◆ Exercise objective
Copy the listing below, replacing every occurrence of "place a single marker" with "put one marker" and leaving everything else unchanged.

[Pointing dataset records]

_ _ _ _ _

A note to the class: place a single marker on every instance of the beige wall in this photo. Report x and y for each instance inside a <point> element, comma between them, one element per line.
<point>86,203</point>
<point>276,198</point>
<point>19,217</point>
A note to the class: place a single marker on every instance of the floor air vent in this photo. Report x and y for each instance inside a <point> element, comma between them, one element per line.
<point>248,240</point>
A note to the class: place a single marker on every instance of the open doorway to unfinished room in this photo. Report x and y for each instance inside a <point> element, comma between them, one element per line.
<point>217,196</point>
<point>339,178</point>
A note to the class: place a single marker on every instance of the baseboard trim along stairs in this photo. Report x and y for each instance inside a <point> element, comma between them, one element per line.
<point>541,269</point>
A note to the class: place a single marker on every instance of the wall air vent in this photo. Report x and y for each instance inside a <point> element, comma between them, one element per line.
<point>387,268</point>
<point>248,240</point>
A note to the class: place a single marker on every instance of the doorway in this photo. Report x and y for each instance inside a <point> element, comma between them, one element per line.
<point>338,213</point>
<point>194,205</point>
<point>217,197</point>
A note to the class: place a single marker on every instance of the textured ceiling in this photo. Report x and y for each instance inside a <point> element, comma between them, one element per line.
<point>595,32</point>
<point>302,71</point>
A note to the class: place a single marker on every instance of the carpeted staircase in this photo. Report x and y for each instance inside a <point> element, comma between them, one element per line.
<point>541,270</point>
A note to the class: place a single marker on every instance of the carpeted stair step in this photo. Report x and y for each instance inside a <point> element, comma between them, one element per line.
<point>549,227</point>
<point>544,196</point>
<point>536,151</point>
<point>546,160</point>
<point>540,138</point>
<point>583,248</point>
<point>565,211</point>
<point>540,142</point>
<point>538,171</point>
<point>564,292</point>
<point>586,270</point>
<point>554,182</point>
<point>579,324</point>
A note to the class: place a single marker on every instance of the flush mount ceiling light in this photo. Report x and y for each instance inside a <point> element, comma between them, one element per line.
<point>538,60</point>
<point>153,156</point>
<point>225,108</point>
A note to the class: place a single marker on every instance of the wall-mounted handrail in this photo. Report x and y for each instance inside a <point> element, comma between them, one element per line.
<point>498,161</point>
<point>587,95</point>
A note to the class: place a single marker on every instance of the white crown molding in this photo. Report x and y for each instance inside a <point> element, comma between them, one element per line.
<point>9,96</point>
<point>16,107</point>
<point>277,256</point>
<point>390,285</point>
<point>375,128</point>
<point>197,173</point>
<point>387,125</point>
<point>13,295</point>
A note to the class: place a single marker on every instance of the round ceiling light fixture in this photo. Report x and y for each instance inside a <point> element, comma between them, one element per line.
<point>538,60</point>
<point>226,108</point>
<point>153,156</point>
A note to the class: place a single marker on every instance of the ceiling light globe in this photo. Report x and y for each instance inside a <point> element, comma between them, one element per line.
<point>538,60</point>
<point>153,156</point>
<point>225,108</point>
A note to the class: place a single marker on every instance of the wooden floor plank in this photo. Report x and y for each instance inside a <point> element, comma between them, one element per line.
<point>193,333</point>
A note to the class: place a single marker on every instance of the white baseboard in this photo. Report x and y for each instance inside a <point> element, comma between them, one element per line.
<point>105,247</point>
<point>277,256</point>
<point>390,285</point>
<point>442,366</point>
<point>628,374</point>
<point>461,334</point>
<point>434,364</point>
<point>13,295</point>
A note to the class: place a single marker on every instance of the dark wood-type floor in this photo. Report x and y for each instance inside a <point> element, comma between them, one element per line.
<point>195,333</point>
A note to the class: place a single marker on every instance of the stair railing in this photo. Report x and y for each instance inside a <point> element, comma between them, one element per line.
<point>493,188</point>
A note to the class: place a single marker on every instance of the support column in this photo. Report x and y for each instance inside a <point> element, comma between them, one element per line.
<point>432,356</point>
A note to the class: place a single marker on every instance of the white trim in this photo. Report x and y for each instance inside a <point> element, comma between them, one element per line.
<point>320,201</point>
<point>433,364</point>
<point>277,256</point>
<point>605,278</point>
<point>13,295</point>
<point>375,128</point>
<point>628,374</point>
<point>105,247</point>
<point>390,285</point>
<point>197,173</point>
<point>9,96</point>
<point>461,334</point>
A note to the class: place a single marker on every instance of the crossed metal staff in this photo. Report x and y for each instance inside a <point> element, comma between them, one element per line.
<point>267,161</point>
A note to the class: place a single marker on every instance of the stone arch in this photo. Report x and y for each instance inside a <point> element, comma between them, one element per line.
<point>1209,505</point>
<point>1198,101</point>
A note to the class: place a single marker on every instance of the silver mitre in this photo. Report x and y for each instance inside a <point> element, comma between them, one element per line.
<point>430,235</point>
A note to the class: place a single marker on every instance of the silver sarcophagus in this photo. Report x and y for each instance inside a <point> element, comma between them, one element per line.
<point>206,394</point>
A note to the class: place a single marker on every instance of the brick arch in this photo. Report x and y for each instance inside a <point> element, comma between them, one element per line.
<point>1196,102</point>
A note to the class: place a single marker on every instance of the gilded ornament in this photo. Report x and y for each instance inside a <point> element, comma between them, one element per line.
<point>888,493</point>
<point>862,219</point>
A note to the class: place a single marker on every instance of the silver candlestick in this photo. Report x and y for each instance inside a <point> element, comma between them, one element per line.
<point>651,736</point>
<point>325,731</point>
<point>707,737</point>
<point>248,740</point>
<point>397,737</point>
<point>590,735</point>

_ _ _ _ _

◆ Exercise result
A note to the class: put one marker on every instance of the beige wall in this photo. Report x and y for each instance inside a <point> element, comma between them, one element per line.
<point>86,203</point>
<point>276,198</point>
<point>19,217</point>
A note to the class: put one marker on every instance of the floor air vent in this photo. Report x and y for each instance inside a <point> element, comma between them, one element per line.
<point>248,240</point>
A note to the class: put one marker on every instance of the open doorway to unfinished room in this photo. Report x and y for each instance inside a <point> element, comma between them, one element per line.
<point>217,196</point>
<point>339,178</point>
A note to the class: put one marker on every instance of the baseboard trim along stairs in this photo. Report x and y for each instance inside a <point> element, comma between them, one element per line.
<point>541,269</point>
A note to the class: put one marker on every instance of the wall air vent in this photo. Report x and y for each instance inside a <point> element, comma between them, one element per line.
<point>387,268</point>
<point>248,240</point>
A note to the class: put one marker on every instance of the doorway in this photo. Report x and y for each instance inside a <point> element, comma between them, one element per line.
<point>338,213</point>
<point>194,205</point>
<point>217,197</point>
A note to the class: put one marker on every instance of the textured ceiling in this photo. Report x and y for each instance inside a <point> element, comma between them, one element per line.
<point>595,32</point>
<point>302,71</point>
A note to the class: put one marker on every instance of the carpeted staircase in this photo. Report x and y for each instance inside a <point> element, comma between them, one element per line.
<point>541,270</point>
A note to the class: put one marker on every instance of the carpeted stair step in this photo. Report x and y for each instance inside a <point> element, comma between them, one element per line.
<point>549,227</point>
<point>544,196</point>
<point>536,151</point>
<point>546,160</point>
<point>540,138</point>
<point>583,248</point>
<point>565,211</point>
<point>540,142</point>
<point>538,171</point>
<point>564,292</point>
<point>586,270</point>
<point>554,182</point>
<point>579,324</point>
A note to the class: put one marker on every instance of the flush mount ceiling light in this photo. Report x and y for each instance inside a <point> element, comma between them, one element per line.
<point>538,60</point>
<point>153,156</point>
<point>225,108</point>
A note to the class: put one marker on every instance of the wall-mounted handrail in this photo. Report x and y for each instance inside a <point> element, comma between them, one element per line.
<point>498,161</point>
<point>587,95</point>
A note to the class: put one marker on every instance of the white crown molding in this photo. Report x and y for each instance inside a <point> element, comma between them, one element per line.
<point>9,96</point>
<point>16,107</point>
<point>277,256</point>
<point>390,285</point>
<point>375,128</point>
<point>197,173</point>
<point>387,125</point>
<point>13,295</point>
A note to the class: put one marker on every instance of the round ceiling light fixture in this photo. Report x and y for each instance inside a <point> element, comma between them, one element per line.
<point>538,60</point>
<point>226,108</point>
<point>153,156</point>
A note to the class: put one marker on every instance of the ceiling light globe in this photo. Report x and y for each instance inside a <point> element, comma between them, one element per line.
<point>538,60</point>
<point>153,156</point>
<point>225,108</point>
A note to the class: put one marker on every instance of the wooden floor plank in this photo. Report x and y for each instance inside a <point> element, comma between them, one element per line.
<point>193,333</point>
A note to the class: put one marker on every instance of the white baseboard in this photo. Report x and y for each instance inside a <point> element, comma between them, one element per line.
<point>105,247</point>
<point>277,256</point>
<point>390,285</point>
<point>442,366</point>
<point>628,374</point>
<point>461,334</point>
<point>434,364</point>
<point>13,295</point>
A note to the class: put one marker on every instance of the dark wood-type floor in this photo. Report x and y for each instance inside a <point> element, comma between them, one element per line.
<point>195,333</point>
A note to the class: put one marker on every instance of the stair railing in this photo. Report x and y for each instance inside a <point> element, comma between them, one element per line.
<point>493,188</point>
A note to the class: put one marker on every instance of the support column in this photo. Report x and y for each instance inside a <point> element, comma between them, one element per line.
<point>432,356</point>
A note to the class: put one marker on every instance of the white trim in this photo. Report x and y for each instance inside a <point> element, comma between them, one element per line.
<point>320,201</point>
<point>433,364</point>
<point>277,256</point>
<point>605,278</point>
<point>13,295</point>
<point>375,128</point>
<point>628,374</point>
<point>105,247</point>
<point>390,285</point>
<point>197,173</point>
<point>9,96</point>
<point>461,334</point>
A note to the class: put one marker on every instance of the crossed metal staff in this photo. Report x and y for each instance inside a <point> element, comma between them, one element per line.
<point>267,161</point>
A note to the class: put one marker on every instance of the stone arch in this photo. Report x and y for each instance inside a <point> element, comma between them, one element per line.
<point>1209,505</point>
<point>1198,101</point>
A note to the class: put one marker on every instance of the silver mitre in this photo. Report x and y for each instance inside a <point> element, comma between them, one element per line.
<point>430,235</point>
A note to the class: put one marker on every instance of the silver sarcophagus in this photo. Report x and y for each instance inside a <point> element, comma between them, one element per line.
<point>206,394</point>
A note to the class: put one marker on every instance of the brick arch in this photo. Report x and y for each instance inside a <point> element, comma between them, one element per line.
<point>1196,102</point>
A note to the class: put one marker on every instance of the gilded ornament in this photo. Report x and y for each instance inside a <point> element, comma between them, one element per line.
<point>888,493</point>
<point>862,219</point>
A note to the class: put one marker on every instance of the silver candlestick in this photo. Report x and y for each instance inside a <point> element, comma between them, one element per line.
<point>651,736</point>
<point>325,731</point>
<point>707,737</point>
<point>248,740</point>
<point>397,737</point>
<point>590,735</point>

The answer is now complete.